#### Materials provided

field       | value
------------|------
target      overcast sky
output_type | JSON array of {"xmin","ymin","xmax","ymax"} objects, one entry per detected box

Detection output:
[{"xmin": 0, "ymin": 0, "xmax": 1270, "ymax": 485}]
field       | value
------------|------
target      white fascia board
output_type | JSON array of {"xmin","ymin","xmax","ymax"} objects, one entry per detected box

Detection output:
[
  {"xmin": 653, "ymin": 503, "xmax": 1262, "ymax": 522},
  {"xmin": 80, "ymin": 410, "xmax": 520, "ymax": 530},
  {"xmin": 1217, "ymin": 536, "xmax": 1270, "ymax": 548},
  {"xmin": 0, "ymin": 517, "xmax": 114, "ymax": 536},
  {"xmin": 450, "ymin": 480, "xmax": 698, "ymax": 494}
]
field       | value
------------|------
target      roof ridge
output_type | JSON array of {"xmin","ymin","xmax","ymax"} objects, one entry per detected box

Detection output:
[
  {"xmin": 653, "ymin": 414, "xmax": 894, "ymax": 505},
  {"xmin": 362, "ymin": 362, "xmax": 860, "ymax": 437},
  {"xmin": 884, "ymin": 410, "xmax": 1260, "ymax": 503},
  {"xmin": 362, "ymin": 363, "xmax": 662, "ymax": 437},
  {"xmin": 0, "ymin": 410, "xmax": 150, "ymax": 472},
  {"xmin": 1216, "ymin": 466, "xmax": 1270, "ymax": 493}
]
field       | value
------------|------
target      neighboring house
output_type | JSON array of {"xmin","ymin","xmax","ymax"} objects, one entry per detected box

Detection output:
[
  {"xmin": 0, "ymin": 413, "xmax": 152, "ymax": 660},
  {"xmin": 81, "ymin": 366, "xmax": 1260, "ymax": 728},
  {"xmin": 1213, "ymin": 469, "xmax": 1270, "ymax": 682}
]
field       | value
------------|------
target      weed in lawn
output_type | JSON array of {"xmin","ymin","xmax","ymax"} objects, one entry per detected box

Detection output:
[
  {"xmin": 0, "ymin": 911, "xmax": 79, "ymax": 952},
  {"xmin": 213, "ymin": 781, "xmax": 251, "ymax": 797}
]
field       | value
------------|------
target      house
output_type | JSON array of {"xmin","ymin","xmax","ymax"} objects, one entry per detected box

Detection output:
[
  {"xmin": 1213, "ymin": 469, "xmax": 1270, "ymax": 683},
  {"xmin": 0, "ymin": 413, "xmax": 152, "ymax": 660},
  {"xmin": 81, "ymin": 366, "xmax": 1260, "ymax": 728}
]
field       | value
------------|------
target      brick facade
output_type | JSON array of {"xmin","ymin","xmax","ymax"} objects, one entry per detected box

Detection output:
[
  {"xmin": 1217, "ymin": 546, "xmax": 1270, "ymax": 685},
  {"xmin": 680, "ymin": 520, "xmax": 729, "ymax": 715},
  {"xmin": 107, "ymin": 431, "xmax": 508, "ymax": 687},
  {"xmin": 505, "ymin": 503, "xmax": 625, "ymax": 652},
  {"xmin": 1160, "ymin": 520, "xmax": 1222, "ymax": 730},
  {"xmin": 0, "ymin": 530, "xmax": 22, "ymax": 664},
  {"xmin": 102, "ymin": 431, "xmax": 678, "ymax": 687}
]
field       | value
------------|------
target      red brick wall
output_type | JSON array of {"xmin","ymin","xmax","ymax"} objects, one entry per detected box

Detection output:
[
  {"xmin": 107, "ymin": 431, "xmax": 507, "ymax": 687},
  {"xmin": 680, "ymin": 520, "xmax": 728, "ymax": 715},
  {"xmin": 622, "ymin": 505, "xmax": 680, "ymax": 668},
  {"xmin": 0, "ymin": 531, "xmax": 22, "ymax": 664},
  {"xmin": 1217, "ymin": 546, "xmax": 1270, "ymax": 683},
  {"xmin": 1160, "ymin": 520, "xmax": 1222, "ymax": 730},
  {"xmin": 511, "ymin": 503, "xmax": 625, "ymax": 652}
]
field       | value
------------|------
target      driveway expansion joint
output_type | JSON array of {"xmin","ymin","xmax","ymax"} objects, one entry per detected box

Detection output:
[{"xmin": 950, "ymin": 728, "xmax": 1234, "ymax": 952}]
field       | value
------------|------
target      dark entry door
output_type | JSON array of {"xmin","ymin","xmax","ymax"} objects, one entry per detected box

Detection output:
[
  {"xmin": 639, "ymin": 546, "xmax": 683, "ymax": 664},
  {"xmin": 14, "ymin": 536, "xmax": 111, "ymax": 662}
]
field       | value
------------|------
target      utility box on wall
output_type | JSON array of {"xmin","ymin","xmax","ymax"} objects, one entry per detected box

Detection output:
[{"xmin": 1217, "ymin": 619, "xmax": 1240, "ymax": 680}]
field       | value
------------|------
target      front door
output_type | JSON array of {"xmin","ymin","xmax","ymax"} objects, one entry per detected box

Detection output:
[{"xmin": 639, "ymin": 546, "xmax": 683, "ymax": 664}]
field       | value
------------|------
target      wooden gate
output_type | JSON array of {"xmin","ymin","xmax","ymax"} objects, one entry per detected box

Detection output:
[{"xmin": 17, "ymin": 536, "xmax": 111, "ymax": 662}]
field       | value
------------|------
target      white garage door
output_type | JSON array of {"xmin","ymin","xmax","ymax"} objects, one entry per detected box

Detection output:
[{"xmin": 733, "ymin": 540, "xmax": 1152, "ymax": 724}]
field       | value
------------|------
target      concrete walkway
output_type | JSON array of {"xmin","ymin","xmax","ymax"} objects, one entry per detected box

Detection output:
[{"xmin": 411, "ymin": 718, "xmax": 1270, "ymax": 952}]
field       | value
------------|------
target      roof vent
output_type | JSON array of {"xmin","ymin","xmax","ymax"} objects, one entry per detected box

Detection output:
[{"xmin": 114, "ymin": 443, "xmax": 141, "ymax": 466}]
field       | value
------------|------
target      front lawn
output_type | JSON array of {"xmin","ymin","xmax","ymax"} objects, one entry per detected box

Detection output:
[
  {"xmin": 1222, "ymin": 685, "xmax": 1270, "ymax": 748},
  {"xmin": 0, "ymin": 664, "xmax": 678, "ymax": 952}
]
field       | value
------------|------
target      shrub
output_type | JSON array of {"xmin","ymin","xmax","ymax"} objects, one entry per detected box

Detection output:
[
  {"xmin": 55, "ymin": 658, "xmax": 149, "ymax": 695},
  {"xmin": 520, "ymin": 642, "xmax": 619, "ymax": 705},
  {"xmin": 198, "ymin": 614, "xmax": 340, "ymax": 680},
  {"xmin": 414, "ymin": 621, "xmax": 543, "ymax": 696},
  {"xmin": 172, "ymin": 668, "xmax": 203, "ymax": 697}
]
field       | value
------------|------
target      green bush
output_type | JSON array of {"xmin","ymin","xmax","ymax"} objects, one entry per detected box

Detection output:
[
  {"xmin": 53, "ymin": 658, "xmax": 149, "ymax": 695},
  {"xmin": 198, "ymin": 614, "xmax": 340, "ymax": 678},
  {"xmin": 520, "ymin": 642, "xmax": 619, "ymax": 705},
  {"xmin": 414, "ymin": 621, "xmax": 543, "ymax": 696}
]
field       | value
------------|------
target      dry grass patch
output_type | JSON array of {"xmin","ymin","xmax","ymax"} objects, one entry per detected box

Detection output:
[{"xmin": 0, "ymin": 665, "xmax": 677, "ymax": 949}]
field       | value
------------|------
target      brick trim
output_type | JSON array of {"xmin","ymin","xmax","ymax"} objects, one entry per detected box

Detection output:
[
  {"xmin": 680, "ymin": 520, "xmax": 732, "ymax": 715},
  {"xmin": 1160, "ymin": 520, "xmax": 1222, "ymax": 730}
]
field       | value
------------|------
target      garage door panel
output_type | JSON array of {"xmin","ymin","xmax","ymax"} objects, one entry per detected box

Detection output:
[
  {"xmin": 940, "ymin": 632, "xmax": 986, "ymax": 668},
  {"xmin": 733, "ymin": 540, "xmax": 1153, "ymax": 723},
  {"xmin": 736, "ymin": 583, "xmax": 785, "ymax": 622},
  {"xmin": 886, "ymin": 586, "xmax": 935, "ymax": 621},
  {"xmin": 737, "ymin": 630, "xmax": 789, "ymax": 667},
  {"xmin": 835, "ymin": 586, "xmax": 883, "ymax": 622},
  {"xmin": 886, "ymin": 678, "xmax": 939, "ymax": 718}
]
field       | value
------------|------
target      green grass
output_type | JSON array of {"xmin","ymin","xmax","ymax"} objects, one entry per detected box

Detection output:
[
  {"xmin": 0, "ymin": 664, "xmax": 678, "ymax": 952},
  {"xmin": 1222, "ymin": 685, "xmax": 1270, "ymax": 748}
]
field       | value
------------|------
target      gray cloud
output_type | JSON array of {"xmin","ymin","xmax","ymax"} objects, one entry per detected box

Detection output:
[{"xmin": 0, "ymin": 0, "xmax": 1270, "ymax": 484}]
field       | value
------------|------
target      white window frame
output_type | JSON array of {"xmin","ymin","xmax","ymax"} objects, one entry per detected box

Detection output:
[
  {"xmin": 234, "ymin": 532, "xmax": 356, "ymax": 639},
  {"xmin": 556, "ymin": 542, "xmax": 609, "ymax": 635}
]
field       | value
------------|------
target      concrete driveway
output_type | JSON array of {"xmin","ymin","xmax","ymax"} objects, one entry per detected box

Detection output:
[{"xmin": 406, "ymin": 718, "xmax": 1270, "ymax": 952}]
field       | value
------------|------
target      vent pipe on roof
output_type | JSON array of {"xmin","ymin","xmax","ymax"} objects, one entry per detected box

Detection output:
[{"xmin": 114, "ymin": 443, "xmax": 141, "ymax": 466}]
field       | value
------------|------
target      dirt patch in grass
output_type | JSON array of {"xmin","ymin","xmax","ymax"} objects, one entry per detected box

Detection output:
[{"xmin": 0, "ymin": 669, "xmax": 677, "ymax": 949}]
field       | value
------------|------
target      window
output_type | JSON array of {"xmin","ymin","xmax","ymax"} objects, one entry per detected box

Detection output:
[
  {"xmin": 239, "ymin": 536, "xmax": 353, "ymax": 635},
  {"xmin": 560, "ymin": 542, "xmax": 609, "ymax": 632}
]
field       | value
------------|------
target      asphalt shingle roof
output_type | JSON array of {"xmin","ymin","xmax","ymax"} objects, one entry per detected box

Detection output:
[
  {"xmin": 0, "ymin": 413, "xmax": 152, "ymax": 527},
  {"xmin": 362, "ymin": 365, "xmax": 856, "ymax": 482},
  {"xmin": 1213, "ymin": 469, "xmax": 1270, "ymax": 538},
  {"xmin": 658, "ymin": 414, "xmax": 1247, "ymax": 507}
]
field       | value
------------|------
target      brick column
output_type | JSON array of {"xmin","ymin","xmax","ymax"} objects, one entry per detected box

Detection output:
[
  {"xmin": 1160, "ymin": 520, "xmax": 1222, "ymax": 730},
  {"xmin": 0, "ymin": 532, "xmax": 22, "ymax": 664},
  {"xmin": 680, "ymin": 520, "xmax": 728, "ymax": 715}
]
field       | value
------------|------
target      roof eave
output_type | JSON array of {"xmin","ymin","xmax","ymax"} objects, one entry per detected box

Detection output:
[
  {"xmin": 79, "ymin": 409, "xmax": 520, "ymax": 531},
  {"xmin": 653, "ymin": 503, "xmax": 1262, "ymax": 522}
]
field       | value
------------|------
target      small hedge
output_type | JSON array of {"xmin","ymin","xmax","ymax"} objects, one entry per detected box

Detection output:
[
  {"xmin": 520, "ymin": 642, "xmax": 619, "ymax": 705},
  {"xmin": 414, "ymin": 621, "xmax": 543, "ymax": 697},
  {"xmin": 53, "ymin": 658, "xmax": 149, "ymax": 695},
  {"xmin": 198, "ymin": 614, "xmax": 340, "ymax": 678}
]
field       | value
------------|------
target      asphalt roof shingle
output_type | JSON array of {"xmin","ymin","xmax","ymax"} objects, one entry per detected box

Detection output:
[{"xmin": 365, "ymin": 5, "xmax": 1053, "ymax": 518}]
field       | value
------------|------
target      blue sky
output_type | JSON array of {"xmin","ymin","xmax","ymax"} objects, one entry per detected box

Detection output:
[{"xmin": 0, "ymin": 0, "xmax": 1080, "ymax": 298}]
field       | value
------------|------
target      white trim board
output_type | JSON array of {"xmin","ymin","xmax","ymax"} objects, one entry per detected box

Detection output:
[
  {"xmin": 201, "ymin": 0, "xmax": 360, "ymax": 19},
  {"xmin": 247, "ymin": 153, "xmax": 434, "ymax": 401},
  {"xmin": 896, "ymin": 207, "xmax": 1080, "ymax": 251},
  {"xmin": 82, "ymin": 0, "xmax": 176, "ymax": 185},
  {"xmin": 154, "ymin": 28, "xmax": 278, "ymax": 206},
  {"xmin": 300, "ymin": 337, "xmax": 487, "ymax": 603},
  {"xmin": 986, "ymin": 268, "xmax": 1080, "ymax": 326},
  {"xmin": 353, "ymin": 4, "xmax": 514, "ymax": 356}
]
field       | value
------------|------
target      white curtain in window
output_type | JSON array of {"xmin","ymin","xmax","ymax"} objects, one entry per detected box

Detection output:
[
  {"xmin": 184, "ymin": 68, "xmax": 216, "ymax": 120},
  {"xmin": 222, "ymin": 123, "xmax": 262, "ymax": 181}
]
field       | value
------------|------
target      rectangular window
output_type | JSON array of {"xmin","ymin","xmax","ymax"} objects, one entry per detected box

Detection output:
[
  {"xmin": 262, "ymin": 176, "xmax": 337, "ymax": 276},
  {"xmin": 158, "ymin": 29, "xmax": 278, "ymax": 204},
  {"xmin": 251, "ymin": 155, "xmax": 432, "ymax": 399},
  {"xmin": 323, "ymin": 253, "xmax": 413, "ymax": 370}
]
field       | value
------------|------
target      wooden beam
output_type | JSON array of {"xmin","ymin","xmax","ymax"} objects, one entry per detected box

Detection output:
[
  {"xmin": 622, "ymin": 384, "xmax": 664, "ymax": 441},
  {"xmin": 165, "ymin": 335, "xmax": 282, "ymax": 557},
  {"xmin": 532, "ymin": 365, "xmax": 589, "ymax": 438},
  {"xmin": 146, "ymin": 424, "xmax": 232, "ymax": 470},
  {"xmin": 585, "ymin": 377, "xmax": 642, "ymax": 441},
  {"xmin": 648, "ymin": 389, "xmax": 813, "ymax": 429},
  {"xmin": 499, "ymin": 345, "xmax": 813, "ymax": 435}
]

########

Directive
How many lines of the data above contain the string "driveway"? Matching is case-sensitive; reply with the number only.

Task output
2